**Instructions to follow:** Give back exactly the lines from the beginning of the listing below to the line holding "Where can you spot the group", both ends included; the pictures stay out.

== Segment start ==

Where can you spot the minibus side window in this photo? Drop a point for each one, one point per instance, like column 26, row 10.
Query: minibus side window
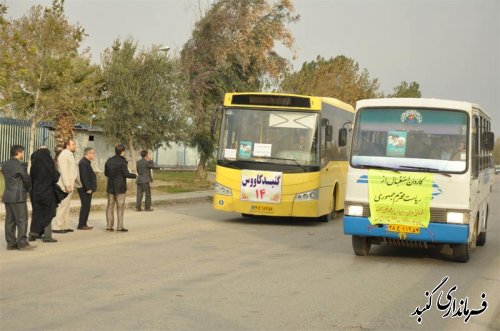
column 475, row 149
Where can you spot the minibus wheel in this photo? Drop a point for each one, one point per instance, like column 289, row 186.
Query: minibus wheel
column 361, row 245
column 333, row 215
column 461, row 252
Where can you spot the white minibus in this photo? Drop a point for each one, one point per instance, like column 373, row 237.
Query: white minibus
column 420, row 175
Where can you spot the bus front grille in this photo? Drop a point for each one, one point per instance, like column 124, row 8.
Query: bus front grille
column 437, row 214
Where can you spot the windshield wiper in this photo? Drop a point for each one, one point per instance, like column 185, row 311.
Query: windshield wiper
column 428, row 170
column 364, row 166
column 282, row 159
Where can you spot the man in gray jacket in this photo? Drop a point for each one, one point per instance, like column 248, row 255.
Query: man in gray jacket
column 17, row 186
column 144, row 166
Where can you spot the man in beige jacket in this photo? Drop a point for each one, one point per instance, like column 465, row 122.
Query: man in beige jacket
column 69, row 181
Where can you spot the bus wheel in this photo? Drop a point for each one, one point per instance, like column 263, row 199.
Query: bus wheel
column 331, row 216
column 461, row 253
column 361, row 245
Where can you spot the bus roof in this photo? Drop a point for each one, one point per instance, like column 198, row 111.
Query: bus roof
column 274, row 100
column 419, row 102
column 339, row 104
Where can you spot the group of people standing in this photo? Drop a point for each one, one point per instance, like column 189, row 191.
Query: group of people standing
column 50, row 185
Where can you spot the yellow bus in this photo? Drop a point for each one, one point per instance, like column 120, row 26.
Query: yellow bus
column 282, row 155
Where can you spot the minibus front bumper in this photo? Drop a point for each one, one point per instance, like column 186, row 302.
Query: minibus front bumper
column 439, row 233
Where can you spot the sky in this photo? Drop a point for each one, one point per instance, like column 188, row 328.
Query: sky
column 451, row 48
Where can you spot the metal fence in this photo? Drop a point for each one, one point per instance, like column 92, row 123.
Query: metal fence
column 17, row 132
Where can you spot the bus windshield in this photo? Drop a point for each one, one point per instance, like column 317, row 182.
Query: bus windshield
column 411, row 139
column 275, row 136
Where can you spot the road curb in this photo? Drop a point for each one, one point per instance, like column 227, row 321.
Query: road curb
column 130, row 203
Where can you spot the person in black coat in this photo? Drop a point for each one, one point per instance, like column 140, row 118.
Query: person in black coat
column 116, row 170
column 144, row 178
column 89, row 185
column 44, row 195
column 17, row 186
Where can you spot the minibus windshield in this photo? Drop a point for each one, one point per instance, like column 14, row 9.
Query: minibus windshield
column 420, row 139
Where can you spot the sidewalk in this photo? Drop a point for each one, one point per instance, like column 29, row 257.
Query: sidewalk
column 167, row 199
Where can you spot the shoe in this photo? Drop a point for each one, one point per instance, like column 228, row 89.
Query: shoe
column 33, row 237
column 28, row 247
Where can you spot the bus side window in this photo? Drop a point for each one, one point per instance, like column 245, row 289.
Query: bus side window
column 475, row 149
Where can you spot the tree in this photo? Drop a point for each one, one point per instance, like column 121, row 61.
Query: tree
column 339, row 77
column 43, row 75
column 232, row 48
column 145, row 97
column 405, row 90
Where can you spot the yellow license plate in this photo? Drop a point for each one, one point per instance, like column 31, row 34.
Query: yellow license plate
column 403, row 228
column 262, row 209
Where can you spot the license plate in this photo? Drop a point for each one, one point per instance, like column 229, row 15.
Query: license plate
column 262, row 209
column 403, row 228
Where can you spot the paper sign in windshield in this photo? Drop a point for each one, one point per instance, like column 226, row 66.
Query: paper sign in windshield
column 262, row 149
column 230, row 153
column 401, row 198
column 396, row 143
column 245, row 151
column 261, row 186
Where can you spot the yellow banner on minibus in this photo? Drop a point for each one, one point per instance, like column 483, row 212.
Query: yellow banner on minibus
column 400, row 198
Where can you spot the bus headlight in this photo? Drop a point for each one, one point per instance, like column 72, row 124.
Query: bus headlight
column 222, row 190
column 354, row 210
column 457, row 217
column 307, row 196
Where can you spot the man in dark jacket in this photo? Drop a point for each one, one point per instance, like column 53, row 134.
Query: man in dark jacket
column 117, row 172
column 17, row 186
column 144, row 166
column 89, row 186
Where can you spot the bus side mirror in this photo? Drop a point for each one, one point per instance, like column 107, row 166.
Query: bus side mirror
column 343, row 137
column 329, row 133
column 488, row 141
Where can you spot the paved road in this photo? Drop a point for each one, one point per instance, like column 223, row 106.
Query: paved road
column 191, row 268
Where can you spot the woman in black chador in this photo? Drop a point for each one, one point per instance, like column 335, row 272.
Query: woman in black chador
column 43, row 195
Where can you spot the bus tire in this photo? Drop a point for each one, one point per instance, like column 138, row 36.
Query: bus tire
column 361, row 245
column 331, row 216
column 461, row 253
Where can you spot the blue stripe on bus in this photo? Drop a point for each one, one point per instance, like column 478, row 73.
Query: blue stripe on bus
column 436, row 232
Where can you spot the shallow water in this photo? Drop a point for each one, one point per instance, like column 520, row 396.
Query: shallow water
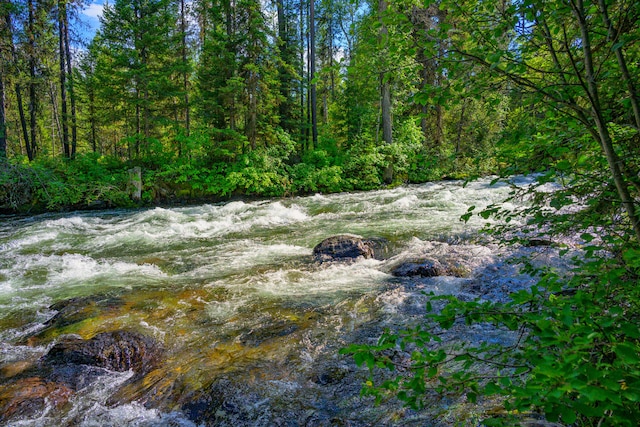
column 232, row 293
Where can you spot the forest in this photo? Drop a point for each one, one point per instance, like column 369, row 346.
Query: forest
column 221, row 98
column 213, row 99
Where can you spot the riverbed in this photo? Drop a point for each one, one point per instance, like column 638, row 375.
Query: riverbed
column 249, row 324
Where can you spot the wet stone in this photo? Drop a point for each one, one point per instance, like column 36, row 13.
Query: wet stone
column 30, row 396
column 343, row 247
column 426, row 268
column 117, row 351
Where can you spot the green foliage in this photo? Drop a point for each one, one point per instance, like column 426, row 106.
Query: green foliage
column 574, row 352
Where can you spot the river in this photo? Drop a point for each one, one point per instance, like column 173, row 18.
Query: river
column 249, row 324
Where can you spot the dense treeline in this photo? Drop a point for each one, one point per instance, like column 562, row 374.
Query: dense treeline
column 213, row 98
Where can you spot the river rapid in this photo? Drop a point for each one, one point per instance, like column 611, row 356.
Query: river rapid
column 249, row 324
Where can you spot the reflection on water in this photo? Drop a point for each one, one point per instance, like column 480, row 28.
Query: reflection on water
column 231, row 292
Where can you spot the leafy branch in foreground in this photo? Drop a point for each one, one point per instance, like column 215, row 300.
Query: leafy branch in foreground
column 574, row 350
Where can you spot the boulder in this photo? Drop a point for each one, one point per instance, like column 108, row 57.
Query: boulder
column 30, row 396
column 424, row 268
column 343, row 248
column 117, row 351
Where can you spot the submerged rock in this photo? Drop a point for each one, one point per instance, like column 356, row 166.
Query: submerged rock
column 29, row 396
column 117, row 351
column 428, row 268
column 343, row 247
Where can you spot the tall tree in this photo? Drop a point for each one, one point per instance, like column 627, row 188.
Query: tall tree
column 312, row 73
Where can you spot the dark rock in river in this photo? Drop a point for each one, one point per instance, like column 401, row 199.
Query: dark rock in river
column 343, row 247
column 428, row 268
column 30, row 396
column 116, row 351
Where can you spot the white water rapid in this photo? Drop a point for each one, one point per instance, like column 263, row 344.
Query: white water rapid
column 249, row 324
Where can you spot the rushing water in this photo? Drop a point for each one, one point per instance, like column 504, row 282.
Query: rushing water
column 250, row 324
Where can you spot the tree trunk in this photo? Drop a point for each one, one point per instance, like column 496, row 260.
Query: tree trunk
column 17, row 86
column 312, row 73
column 185, row 73
column 3, row 121
column 63, row 80
column 33, row 100
column 303, row 122
column 597, row 114
column 72, row 94
column 385, row 87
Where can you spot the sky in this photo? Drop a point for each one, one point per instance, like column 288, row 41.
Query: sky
column 90, row 17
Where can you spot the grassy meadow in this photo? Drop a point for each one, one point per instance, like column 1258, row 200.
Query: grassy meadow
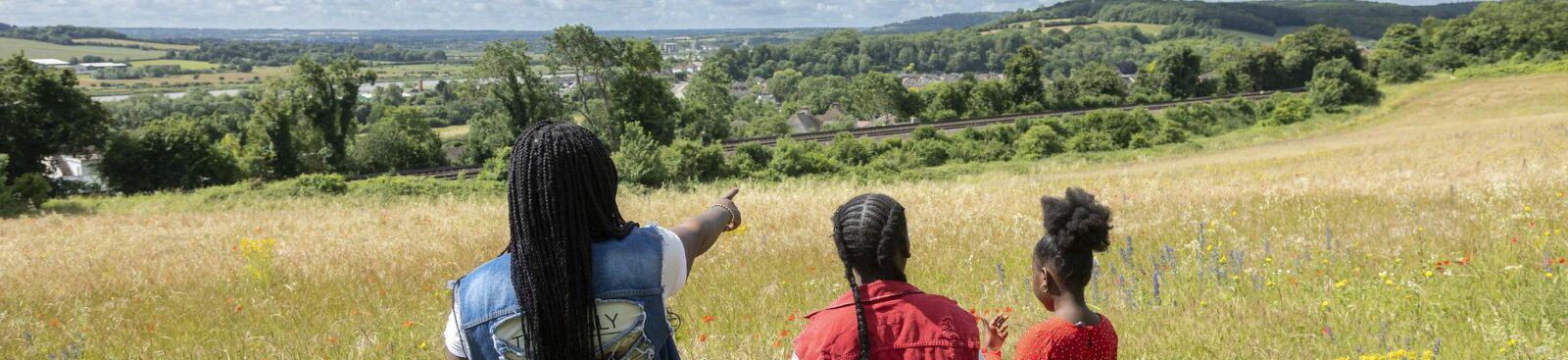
column 1427, row 224
column 132, row 43
column 38, row 49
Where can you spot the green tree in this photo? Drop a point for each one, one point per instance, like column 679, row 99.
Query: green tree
column 41, row 114
column 1024, row 75
column 167, row 154
column 637, row 161
column 1175, row 73
column 400, row 140
column 710, row 106
column 1337, row 83
column 1305, row 49
column 512, row 83
column 1040, row 142
column 333, row 93
column 878, row 93
column 786, row 83
column 271, row 148
column 690, row 161
column 1098, row 85
column 990, row 98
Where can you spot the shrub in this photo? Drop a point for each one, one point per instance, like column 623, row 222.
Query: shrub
column 1400, row 70
column 172, row 153
column 1092, row 140
column 1337, row 83
column 690, row 161
column 752, row 159
column 308, row 185
column 930, row 151
column 402, row 138
column 792, row 158
column 1285, row 109
column 849, row 150
column 1040, row 142
column 637, row 161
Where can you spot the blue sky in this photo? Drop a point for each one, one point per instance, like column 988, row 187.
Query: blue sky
column 490, row 15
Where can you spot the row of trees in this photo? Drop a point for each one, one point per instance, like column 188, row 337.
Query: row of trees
column 642, row 162
column 281, row 54
column 59, row 33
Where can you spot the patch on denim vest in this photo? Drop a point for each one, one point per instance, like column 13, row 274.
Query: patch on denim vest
column 619, row 334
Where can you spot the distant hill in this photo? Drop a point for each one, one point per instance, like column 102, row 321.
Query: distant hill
column 938, row 23
column 59, row 33
column 1364, row 20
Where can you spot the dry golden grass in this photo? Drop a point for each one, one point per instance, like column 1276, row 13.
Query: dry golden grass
column 1355, row 216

== Segment end ==

**Expected output:**
Where can you spot the minibus side window in this photo? Drop a point for each one, one point per instance, like column 26, row 10.
Query: minibus side window
column 475, row 149
Where can you spot the minibus wheel in this photo? Drop a point for each one, one point per instance, like column 289, row 186.
Query: minibus wheel
column 361, row 245
column 333, row 215
column 461, row 252
Where can you spot the white minibus in this photo? Drop a point for each one, one point per instance, like column 373, row 237.
Query: white minibus
column 420, row 175
Where can you spot the bus front grille in this photo? Drop a point for each one, one point per instance, like column 124, row 8.
Query: bus front grille
column 437, row 214
Where can you spot the windshield wiper in this photo? Drop a point for each one, one point per instance, like column 185, row 311.
Query: windshield wiper
column 428, row 170
column 364, row 166
column 282, row 159
Where can you spot the man in gray jacket in this photo? Drop a point for each one, one point per instance, like column 248, row 255.
Query: man in gray jacket
column 17, row 186
column 144, row 166
Where can you spot the man in beige jacket in this photo? Drop a point for each one, one point per instance, like column 465, row 122.
Query: man in beige jacket
column 69, row 181
Where can you spot the bus wheel in this photo? Drop a point for each one, one point per instance, like column 263, row 199.
Query: bus wheel
column 331, row 216
column 461, row 253
column 361, row 245
Where can you spot the bus roof in this photo? Drop a point for each one, one point per instance, like column 198, row 111.
Query: bus roof
column 274, row 100
column 419, row 102
column 339, row 104
Where can you spot the group of people standing in this photo? Drop a point for each one, one point per instance, like column 189, row 191.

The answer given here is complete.